Assigned task 1 » List every character that the strings described in the question about clustering strings can contain.

Page excerpt »
How to compare/cluster millions of strings?

Question

I have around 1,000,000 of strings of variable length (from 200 to 50000) that can contain 5 characters (A, B, C, D, E).

What I actually want is to cluster them together if they are similar enough. By similar enough I mean they have an edit distance < $t$. This $t$ should be dependent on the length of the strings being compared. So for example, if I'm comparing two 200-length strings, $t$ could be 20, while comparing two 1000-length strings $t$ could be $100$

I've been reading a lot of literature lately but can only seem to find approaches that are not actually viable for so many strings, and I'm not much into probabilistic approaches so maybe you can help me out there.

The problem is that comparing them in pairs to cluster them would already be very costly even if the comparison was performed in $O(1)$ time (which is obviously not the case).

I've been reading about using indexes such as BWT and mixing it with things like the pigeonhole principle (Given two strings $P$ and $T$, let $p_1$, $p_2$, ..., $p_{k+1}$ be a partitioning of $P$ into $k+1$ non-overlapping non-empty substrings. If $P$ occurrs in $T$ with up to $k$ edits, then at least one of $p_1$, $p_2$, ..., $p_{k+1}$ must match exactly) but as I said before, I think it is unfeasible because of the quantity of strings and their length.

Also, some algorithms perform comparison in $O(t \cdot min(m,n))$ where $t$ is the desired edit distance (they will be clustered together if edit distance <= $t$) and $m$ and $n$ are the length of the strings. But this can also be a problem because with large strings, $t$ could also be large.

So, do you know about anything that could help me in my case? Also, algorithms that can be made parallel are very welcome, as I intend to run this in a very large cluster with 400+ cores. Is there any fast probabilistic algorithm that can reduce the amount of comparisons needed for example?

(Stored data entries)

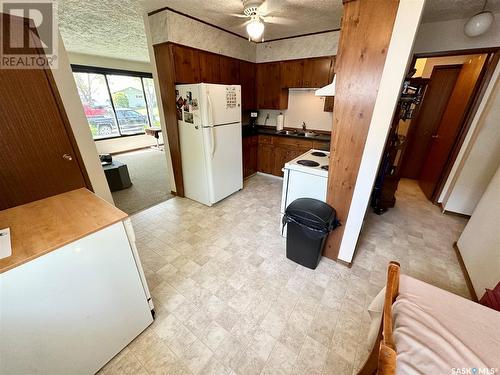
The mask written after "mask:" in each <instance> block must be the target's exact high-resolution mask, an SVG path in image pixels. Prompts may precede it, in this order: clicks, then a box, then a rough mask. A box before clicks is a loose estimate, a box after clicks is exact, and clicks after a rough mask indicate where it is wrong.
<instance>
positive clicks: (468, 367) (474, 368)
mask: <svg viewBox="0 0 500 375" xmlns="http://www.w3.org/2000/svg"><path fill="white" fill-rule="evenodd" d="M451 374H452V375H495V374H498V368H496V367H491V368H488V367H453V368H452V369H451Z"/></svg>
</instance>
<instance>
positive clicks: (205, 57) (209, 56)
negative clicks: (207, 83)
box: [198, 51, 221, 83]
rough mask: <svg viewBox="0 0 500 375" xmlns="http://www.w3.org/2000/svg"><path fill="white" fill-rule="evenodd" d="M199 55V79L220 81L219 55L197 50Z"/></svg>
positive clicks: (208, 82)
mask: <svg viewBox="0 0 500 375" xmlns="http://www.w3.org/2000/svg"><path fill="white" fill-rule="evenodd" d="M198 54H199V57H200V80H201V82H204V83H220V82H221V79H220V56H219V55H216V54H215V53H210V52H203V51H199V52H198Z"/></svg>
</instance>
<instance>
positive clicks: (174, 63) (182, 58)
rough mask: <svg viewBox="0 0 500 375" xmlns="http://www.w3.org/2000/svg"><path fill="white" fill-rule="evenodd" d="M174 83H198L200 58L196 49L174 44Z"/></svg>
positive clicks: (199, 80) (197, 51) (199, 77)
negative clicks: (184, 46) (174, 81)
mask: <svg viewBox="0 0 500 375" xmlns="http://www.w3.org/2000/svg"><path fill="white" fill-rule="evenodd" d="M172 50H173V55H174V66H175V83H199V82H200V60H199V56H198V53H199V52H198V50H195V49H192V48H188V47H182V46H178V45H174V46H173V48H172Z"/></svg>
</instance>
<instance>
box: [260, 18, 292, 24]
mask: <svg viewBox="0 0 500 375" xmlns="http://www.w3.org/2000/svg"><path fill="white" fill-rule="evenodd" d="M262 19H263V21H264V22H265V23H272V24H276V25H293V24H294V23H295V20H292V19H290V18H286V17H276V16H266V17H262Z"/></svg>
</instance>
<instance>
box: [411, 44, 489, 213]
mask: <svg viewBox="0 0 500 375" xmlns="http://www.w3.org/2000/svg"><path fill="white" fill-rule="evenodd" d="M454 58H456V59H457V60H460V59H463V60H464V62H463V64H457V65H452V66H450V65H440V62H441V61H442V59H441V58H440V57H434V58H428V59H426V60H427V61H426V65H427V64H432V65H433V69H432V73H431V77H430V82H429V85H428V90H429V91H428V92H427V93H428V94H429V95H424V98H423V100H422V105H421V111H420V112H419V115H420V113H422V112H423V113H422V115H425V117H423V116H418V119H416V121H415V123H414V124H413V130H414V133H417V134H416V135H420V134H422V133H423V135H424V136H423V137H420V138H419V139H416V137H415V135H414V134H409V139H411V140H412V141H413V145H414V148H417V149H420V152H421V156H422V158H421V159H420V165H417V167H418V171H417V172H418V176H417V179H418V182H419V186H420V188H421V189H422V191H423V193H424V194H425V196H426V197H427V199H429V200H430V201H431V202H433V203H436V202H437V199H438V197H439V194H440V192H441V188H442V186H443V185H444V181H443V180H445V179H446V178H447V177H448V173H446V170H445V167H446V165H447V163H448V160H449V159H450V155H451V151H452V149H453V147H454V146H455V145H456V144H457V143H458V138H459V135H460V133H461V132H462V131H463V130H464V125H465V119H466V116H467V114H468V111H469V109H470V108H471V106H472V102H473V100H474V96H475V93H476V92H477V90H478V88H479V85H480V82H481V78H482V75H483V74H484V71H485V68H486V60H487V55H486V54H477V55H459V56H456V57H454ZM424 110H425V112H424ZM405 155H406V157H404V158H403V160H402V162H403V163H405V161H406V160H410V159H413V155H412V154H411V153H405ZM402 177H407V176H404V175H403V176H402ZM408 177H409V176H408Z"/></svg>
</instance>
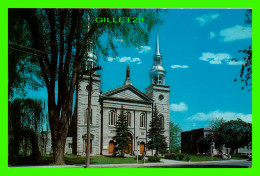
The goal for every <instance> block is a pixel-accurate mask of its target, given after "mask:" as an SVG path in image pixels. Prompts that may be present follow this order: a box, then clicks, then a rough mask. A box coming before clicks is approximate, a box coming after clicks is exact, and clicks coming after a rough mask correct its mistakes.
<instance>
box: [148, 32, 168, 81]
mask: <svg viewBox="0 0 260 176" xmlns="http://www.w3.org/2000/svg"><path fill="white" fill-rule="evenodd" d="M165 74H166V71H165V69H164V68H163V66H162V55H161V53H160V47H159V31H157V36H156V50H155V54H154V56H153V66H152V68H151V70H150V72H149V75H150V79H151V84H157V85H164V84H165V80H164V78H165Z"/></svg>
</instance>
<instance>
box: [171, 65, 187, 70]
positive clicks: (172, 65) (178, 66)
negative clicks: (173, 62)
mask: <svg viewBox="0 0 260 176" xmlns="http://www.w3.org/2000/svg"><path fill="white" fill-rule="evenodd" d="M171 68H172V69H175V68H189V66H188V65H171Z"/></svg>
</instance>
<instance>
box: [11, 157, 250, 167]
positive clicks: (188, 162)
mask: <svg viewBox="0 0 260 176" xmlns="http://www.w3.org/2000/svg"><path fill="white" fill-rule="evenodd" d="M241 161H243V160H223V161H198V162H187V161H177V160H168V159H161V162H160V163H145V164H143V163H141V162H140V163H138V164H137V163H135V164H91V165H90V168H144V167H152V166H172V165H197V164H205V163H208V164H210V163H212V164H214V163H222V164H224V163H229V162H241ZM245 161H246V160H245ZM10 168H84V165H51V166H50V165H47V166H16V167H10Z"/></svg>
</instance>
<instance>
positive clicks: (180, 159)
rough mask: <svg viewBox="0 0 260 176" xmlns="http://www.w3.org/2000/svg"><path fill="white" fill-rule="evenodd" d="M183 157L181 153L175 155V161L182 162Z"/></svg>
mask: <svg viewBox="0 0 260 176" xmlns="http://www.w3.org/2000/svg"><path fill="white" fill-rule="evenodd" d="M185 156H186V154H183V153H177V154H176V158H177V160H183V159H184V157H185Z"/></svg>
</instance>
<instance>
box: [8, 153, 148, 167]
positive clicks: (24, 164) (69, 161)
mask: <svg viewBox="0 0 260 176" xmlns="http://www.w3.org/2000/svg"><path fill="white" fill-rule="evenodd" d="M85 160H86V157H78V156H76V155H65V163H66V164H67V165H77V164H85ZM138 162H139V163H142V160H139V161H138ZM145 162H146V163H149V161H148V160H146V161H145ZM127 163H136V159H134V158H132V157H124V158H123V157H106V156H91V157H90V164H127ZM9 165H11V166H26V165H55V164H54V163H53V161H52V156H50V155H45V156H43V157H42V159H41V160H38V161H32V160H30V159H29V158H28V157H21V158H19V159H16V160H9Z"/></svg>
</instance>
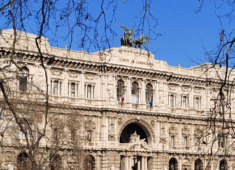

Assigned task 2 » From the stored data entry rows, extract the lines starting at the one containing "55V79L220 81L219 55L197" and ending at the one containing "positive clicks: (208, 82)", both included.

Exercise result 1 » A, B, C, D, E

Exercise result 2 »
rough mask: <svg viewBox="0 0 500 375" xmlns="http://www.w3.org/2000/svg"><path fill="white" fill-rule="evenodd" d="M199 55V79L220 81L219 55L197 50Z"/></svg>
positive clicks: (208, 82)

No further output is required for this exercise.